Activity:
Please format the records, from their start through the line containing "1055L299 1113L369 1166L433", as a numbered list, with both ends included and blank lines dropped. Leave the pictures out of your answer.
(Data records Opens)
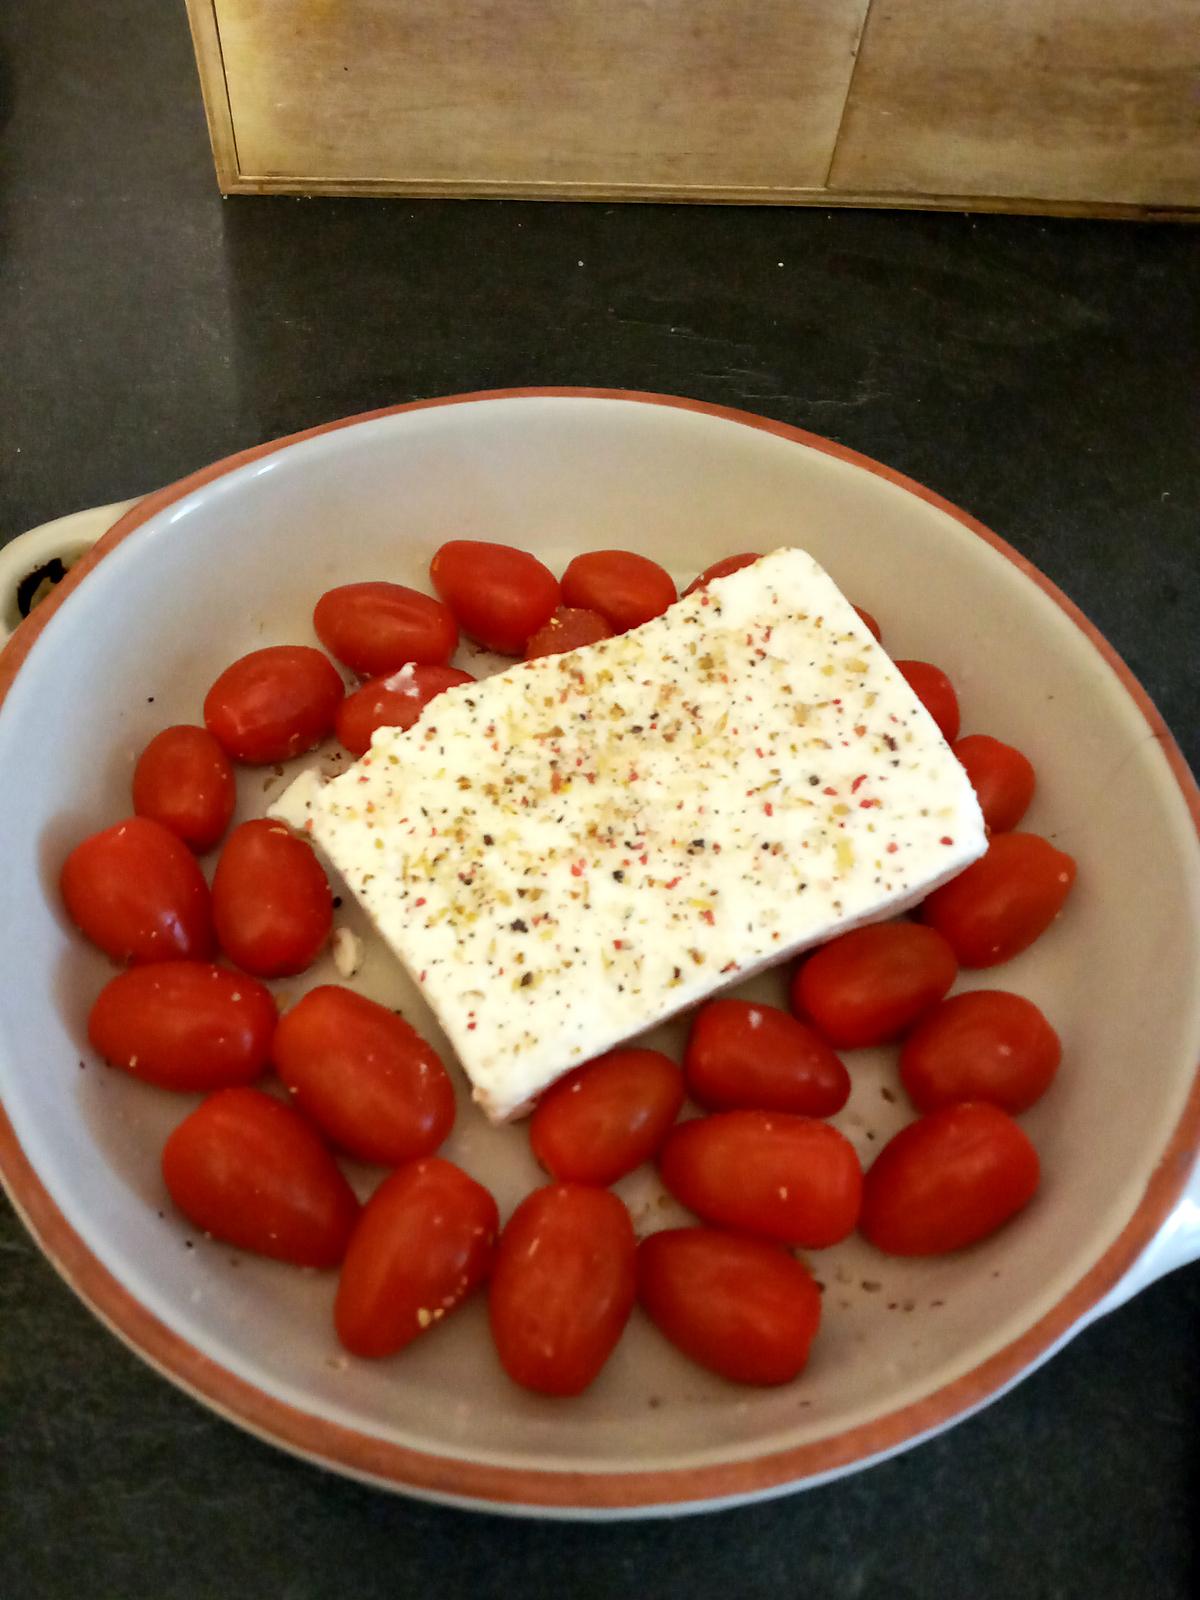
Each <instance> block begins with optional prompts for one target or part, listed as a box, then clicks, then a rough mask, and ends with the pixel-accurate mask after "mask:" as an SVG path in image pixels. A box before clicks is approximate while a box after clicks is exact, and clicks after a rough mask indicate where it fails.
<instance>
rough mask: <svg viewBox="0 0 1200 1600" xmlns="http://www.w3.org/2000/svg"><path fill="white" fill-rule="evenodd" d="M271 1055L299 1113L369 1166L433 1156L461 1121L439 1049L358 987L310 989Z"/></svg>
mask: <svg viewBox="0 0 1200 1600" xmlns="http://www.w3.org/2000/svg"><path fill="white" fill-rule="evenodd" d="M270 1059H272V1061H274V1062H275V1070H277V1072H278V1075H280V1078H282V1080H283V1083H286V1086H288V1088H290V1090H291V1093H293V1094H294V1096H296V1106H298V1107H299V1110H302V1112H304V1115H306V1117H307V1118H309V1120H310V1122H314V1123H315V1125H317V1126H318V1128H320V1131H322V1133H323V1134H325V1136H326V1139H330V1142H331V1144H336V1146H338V1147H339V1149H341V1150H346V1152H347V1154H349V1155H355V1157H357V1158H358V1160H360V1162H378V1163H379V1165H381V1166H398V1165H400V1163H402V1162H411V1160H414V1158H416V1157H419V1155H432V1152H434V1150H435V1149H437V1147H438V1144H442V1141H443V1139H445V1136H446V1134H448V1133H450V1130H451V1126H453V1125H454V1086H453V1085H451V1082H450V1077H448V1075H446V1069H445V1067H443V1066H442V1059H440V1056H438V1054H437V1051H435V1050H434V1046H432V1045H427V1043H426V1042H424V1038H421V1035H419V1034H418V1032H416V1029H414V1027H411V1026H410V1024H408V1022H405V1019H403V1018H402V1016H397V1014H395V1011H389V1010H387V1006H382V1005H376V1003H374V1000H368V998H366V997H365V995H357V994H354V990H352V989H341V987H338V986H336V984H322V986H320V987H317V989H310V990H309V994H306V995H304V998H302V1000H299V1002H298V1003H296V1005H294V1006H293V1008H291V1010H290V1011H286V1013H285V1014H283V1018H282V1019H280V1024H278V1027H277V1029H275V1042H274V1045H272V1051H270Z"/></svg>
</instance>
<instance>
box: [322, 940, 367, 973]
mask: <svg viewBox="0 0 1200 1600" xmlns="http://www.w3.org/2000/svg"><path fill="white" fill-rule="evenodd" d="M330 949H331V952H333V965H334V968H336V971H338V976H339V978H354V974H355V973H357V971H358V968H360V966H362V965H363V941H362V939H360V938H358V934H357V933H355V931H354V928H334V930H333V938H331V939H330Z"/></svg>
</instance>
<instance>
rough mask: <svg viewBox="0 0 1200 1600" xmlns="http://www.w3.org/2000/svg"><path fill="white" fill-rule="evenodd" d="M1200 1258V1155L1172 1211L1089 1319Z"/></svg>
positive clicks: (1117, 1305) (1126, 1300) (1103, 1312)
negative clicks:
(Data records Closes)
Exercise output:
1. Each <instance> block begins with optional prompts for one target or part, listed as a box, then clicks, then a rough mask, and ends with the pixel-accurate mask after "mask:" as an SVG path in image pixels. A box before clicks is approximate while a box after clicks is exact, and clicks after a rough mask indicate where it fails.
2. <instance>
3. rough mask: <svg viewBox="0 0 1200 1600" xmlns="http://www.w3.org/2000/svg"><path fill="white" fill-rule="evenodd" d="M271 1055L299 1113L369 1166L433 1156L461 1121L439 1049L358 987L310 989Z"/></svg>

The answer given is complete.